[Start of section]
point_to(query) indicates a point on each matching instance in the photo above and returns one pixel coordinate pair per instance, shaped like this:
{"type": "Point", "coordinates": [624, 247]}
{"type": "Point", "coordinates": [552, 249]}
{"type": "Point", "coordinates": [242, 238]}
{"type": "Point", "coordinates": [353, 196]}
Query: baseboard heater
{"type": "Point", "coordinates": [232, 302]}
[End of section]
• Exercise details:
The entries above are to be retyped exactly, with nothing left out.

• Result below:
point_to(query) indicates a point on each matching instance in the photo above and returns one pixel coordinate pair per instance, shaped like this:
{"type": "Point", "coordinates": [624, 247]}
{"type": "Point", "coordinates": [552, 249]}
{"type": "Point", "coordinates": [242, 238]}
{"type": "Point", "coordinates": [353, 196]}
Query: baseboard heater
{"type": "Point", "coordinates": [232, 302]}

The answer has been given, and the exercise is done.